OBJECTIVE:
Can you write out, word for word, every row from the one containing "I'm doing an inventory. Do you see any pan interior" down to the one containing "549, 127, 648, 332", including both of those rows?

Records of labeled boxes:
- - -
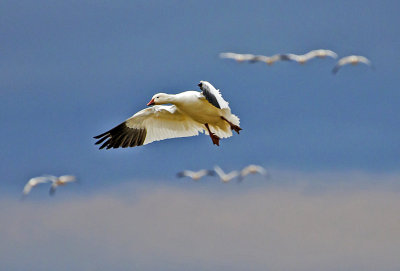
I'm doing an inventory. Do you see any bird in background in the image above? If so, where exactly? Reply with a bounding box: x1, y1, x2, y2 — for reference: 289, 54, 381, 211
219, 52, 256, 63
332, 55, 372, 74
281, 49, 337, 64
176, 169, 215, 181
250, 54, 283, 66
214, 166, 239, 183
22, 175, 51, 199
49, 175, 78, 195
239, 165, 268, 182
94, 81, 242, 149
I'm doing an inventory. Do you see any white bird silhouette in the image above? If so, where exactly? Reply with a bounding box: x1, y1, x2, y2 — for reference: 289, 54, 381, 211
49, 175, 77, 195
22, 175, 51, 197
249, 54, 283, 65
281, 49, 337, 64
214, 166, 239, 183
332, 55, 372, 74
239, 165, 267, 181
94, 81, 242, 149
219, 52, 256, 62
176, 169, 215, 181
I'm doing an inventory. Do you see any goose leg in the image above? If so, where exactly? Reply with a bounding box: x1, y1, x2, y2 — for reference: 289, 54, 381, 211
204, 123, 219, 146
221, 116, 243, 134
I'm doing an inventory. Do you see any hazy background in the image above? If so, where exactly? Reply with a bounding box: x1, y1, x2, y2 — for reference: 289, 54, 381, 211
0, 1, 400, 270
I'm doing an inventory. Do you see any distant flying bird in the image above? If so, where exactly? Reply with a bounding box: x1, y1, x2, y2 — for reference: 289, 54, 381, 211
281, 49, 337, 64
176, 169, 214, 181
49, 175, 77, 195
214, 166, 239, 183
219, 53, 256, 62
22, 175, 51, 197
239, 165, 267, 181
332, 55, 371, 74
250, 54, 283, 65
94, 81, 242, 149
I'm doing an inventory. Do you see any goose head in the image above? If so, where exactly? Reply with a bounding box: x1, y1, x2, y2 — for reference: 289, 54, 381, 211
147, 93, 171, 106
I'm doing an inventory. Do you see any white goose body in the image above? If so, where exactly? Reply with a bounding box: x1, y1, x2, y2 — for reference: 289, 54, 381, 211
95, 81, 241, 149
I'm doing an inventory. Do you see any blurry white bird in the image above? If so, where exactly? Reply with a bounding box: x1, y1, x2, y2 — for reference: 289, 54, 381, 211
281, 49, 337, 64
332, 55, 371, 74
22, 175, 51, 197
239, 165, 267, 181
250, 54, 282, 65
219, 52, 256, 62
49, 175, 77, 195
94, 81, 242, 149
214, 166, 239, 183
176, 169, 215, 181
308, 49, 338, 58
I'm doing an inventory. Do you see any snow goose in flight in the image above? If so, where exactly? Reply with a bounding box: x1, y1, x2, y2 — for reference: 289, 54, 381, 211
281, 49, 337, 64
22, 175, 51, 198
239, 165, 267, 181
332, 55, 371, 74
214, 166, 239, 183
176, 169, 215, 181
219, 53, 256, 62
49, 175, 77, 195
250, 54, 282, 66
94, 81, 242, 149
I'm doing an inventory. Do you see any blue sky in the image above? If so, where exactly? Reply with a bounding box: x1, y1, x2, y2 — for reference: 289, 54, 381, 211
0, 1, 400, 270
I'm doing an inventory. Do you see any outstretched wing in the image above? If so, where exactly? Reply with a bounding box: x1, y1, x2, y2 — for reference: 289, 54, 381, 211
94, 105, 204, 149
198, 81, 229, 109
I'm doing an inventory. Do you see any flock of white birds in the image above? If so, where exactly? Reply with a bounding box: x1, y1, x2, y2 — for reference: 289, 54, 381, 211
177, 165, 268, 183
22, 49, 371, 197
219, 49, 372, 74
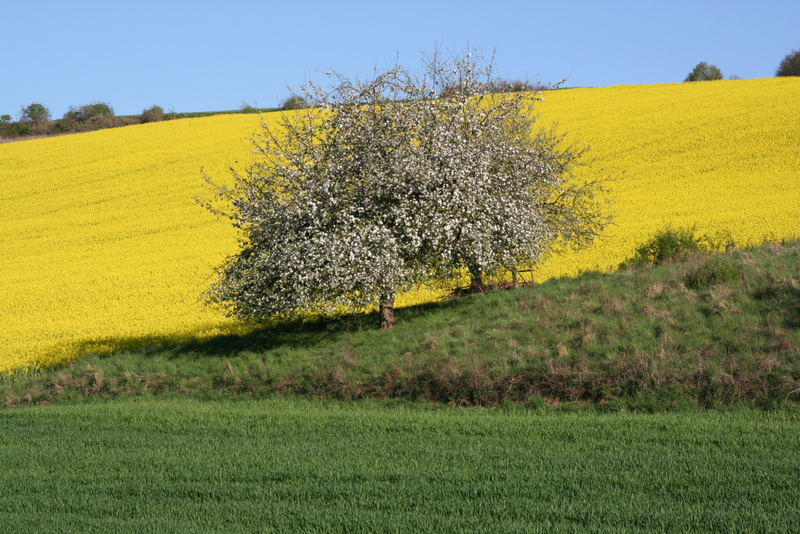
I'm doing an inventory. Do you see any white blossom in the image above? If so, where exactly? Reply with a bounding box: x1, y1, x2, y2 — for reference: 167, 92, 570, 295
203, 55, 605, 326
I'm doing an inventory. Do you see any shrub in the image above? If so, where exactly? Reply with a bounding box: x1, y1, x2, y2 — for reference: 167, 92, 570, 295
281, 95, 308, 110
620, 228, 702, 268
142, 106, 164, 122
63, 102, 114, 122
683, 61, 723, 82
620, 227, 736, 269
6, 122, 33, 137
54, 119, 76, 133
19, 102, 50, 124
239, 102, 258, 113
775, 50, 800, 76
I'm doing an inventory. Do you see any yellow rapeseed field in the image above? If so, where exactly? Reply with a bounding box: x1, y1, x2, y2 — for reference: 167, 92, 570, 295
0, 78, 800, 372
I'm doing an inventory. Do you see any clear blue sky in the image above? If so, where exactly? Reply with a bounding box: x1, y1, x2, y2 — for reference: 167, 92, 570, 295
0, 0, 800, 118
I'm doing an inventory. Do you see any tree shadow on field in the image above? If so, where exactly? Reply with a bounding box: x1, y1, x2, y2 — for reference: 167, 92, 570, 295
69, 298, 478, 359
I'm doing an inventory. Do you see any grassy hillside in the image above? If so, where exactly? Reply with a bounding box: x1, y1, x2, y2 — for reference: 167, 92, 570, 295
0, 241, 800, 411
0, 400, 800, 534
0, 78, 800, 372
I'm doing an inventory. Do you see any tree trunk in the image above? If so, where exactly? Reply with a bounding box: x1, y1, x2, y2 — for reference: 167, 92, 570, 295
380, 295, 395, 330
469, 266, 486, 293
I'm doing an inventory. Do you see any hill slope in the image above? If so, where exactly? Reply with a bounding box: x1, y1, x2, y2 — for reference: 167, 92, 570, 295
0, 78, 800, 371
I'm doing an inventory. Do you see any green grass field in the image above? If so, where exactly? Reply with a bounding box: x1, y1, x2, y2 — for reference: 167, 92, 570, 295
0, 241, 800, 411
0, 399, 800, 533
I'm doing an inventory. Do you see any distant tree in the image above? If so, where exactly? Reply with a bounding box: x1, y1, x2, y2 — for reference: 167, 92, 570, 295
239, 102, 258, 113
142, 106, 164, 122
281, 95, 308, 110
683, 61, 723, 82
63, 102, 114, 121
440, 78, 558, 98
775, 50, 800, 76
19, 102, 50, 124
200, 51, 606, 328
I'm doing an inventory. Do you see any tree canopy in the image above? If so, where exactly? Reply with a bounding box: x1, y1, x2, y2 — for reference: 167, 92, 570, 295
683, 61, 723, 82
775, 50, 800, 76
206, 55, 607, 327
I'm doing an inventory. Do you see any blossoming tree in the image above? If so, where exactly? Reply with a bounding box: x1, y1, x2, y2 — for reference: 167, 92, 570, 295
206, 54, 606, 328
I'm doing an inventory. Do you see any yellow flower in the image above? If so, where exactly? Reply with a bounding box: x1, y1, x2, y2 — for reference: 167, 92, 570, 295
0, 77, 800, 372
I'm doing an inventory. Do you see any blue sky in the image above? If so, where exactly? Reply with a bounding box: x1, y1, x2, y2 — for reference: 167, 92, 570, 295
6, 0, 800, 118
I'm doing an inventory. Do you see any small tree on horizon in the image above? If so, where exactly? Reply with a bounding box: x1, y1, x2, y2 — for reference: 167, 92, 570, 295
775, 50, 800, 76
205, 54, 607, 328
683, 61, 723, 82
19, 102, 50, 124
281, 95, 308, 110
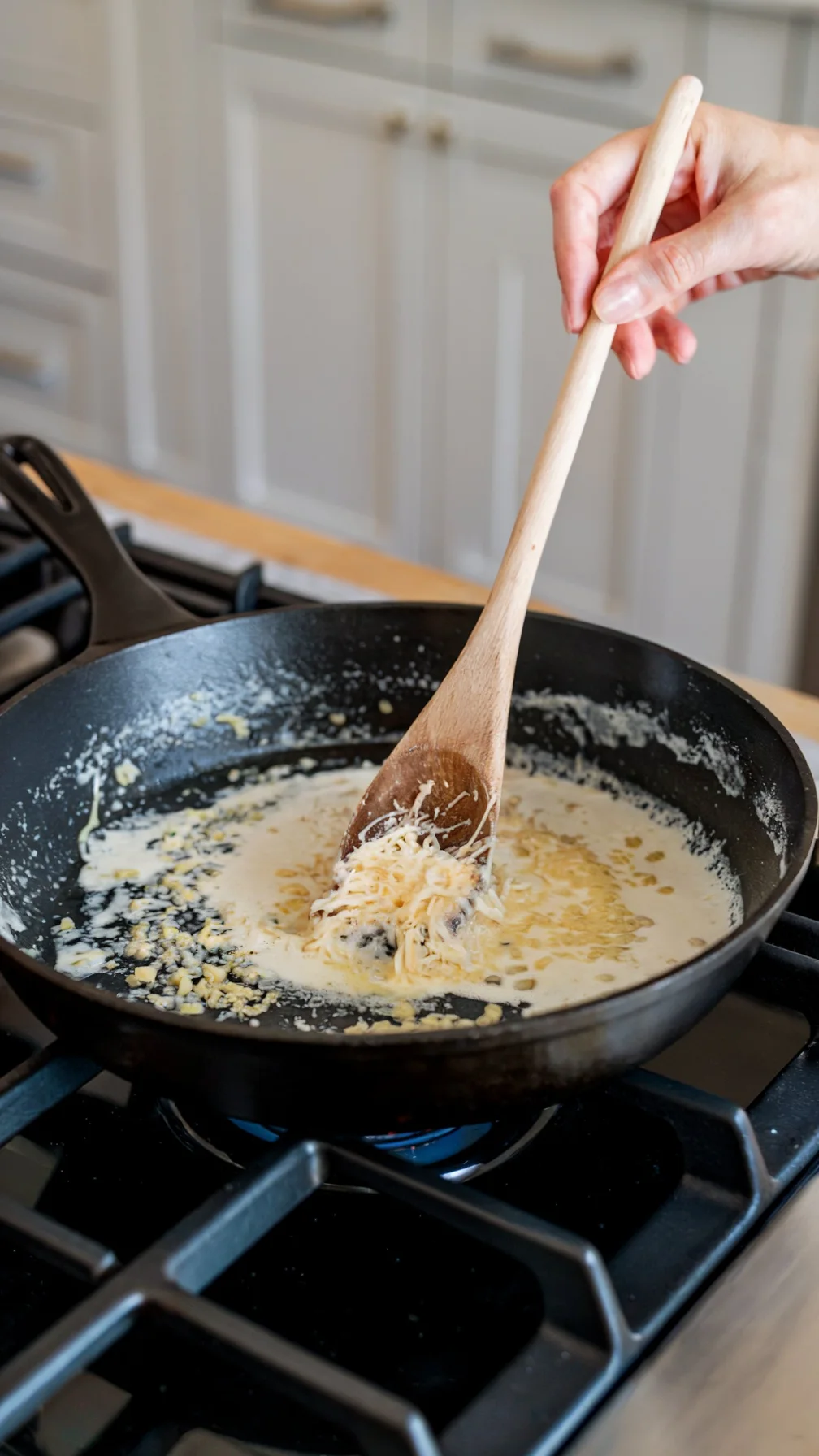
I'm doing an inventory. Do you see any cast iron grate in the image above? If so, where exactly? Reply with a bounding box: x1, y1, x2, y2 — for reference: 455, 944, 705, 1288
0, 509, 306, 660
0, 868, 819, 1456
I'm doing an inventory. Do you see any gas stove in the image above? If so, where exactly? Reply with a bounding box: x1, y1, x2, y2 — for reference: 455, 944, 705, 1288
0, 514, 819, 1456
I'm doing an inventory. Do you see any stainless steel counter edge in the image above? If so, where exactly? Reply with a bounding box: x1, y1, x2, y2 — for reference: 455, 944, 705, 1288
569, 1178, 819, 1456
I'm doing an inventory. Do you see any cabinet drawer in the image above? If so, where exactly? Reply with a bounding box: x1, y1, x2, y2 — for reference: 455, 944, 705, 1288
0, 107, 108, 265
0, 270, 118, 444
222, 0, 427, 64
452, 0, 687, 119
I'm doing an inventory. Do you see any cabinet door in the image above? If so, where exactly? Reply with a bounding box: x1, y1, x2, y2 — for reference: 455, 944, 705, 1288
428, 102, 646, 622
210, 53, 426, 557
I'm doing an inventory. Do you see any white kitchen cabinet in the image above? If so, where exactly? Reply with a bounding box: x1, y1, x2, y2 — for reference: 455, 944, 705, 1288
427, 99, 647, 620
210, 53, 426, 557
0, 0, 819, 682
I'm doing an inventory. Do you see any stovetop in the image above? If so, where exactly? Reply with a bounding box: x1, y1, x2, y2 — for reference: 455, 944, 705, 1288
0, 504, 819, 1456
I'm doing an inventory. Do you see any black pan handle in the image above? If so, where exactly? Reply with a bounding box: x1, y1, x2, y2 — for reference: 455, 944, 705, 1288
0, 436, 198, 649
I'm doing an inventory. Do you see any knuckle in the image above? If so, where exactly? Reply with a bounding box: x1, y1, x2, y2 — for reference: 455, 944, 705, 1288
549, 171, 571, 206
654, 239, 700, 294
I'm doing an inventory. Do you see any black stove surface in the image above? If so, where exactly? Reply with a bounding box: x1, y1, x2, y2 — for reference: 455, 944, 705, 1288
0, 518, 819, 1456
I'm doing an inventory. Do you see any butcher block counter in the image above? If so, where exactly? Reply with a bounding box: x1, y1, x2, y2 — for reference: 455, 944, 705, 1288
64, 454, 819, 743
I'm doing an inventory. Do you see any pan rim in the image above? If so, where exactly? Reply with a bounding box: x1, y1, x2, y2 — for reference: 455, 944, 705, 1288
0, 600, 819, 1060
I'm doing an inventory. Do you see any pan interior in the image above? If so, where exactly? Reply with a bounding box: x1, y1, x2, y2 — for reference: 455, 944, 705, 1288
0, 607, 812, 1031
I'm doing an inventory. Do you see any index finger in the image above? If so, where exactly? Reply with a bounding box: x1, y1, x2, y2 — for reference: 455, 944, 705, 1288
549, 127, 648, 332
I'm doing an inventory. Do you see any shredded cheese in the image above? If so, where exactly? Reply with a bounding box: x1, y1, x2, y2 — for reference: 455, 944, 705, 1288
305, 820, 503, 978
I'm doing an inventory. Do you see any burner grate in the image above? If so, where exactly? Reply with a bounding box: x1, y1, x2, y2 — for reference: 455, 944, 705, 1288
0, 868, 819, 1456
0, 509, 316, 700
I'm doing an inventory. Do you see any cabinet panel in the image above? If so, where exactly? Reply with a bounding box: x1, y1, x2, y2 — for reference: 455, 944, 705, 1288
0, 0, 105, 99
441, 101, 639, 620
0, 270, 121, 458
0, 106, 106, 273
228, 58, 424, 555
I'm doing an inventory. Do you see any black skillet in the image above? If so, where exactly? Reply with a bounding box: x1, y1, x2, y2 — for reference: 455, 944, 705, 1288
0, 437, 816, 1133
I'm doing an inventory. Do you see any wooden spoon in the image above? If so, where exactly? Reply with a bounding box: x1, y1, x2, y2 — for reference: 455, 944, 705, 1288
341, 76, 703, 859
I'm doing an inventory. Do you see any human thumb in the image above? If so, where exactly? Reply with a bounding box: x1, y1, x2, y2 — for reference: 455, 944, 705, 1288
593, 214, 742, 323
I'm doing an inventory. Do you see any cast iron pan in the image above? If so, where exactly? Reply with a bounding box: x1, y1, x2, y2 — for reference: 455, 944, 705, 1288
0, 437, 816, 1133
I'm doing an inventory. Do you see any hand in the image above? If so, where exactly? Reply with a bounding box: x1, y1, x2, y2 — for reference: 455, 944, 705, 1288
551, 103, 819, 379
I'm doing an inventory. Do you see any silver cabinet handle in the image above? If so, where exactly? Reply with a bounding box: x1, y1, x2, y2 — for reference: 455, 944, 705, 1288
- - -
THE OUTPUT:
I'm doing an inventory. Do you see any pan interior in the image above? If so, where exactly? Reply with a bounding box: x1, y1, x2, y2 — for reference: 455, 944, 705, 1288
0, 607, 812, 1031
I'm doing an inventory. Do you see any index finger in the image above? If so, where exactly? Reply with a bounding box: x1, y1, x2, y2 — for reference: 455, 944, 705, 1288
549, 127, 648, 332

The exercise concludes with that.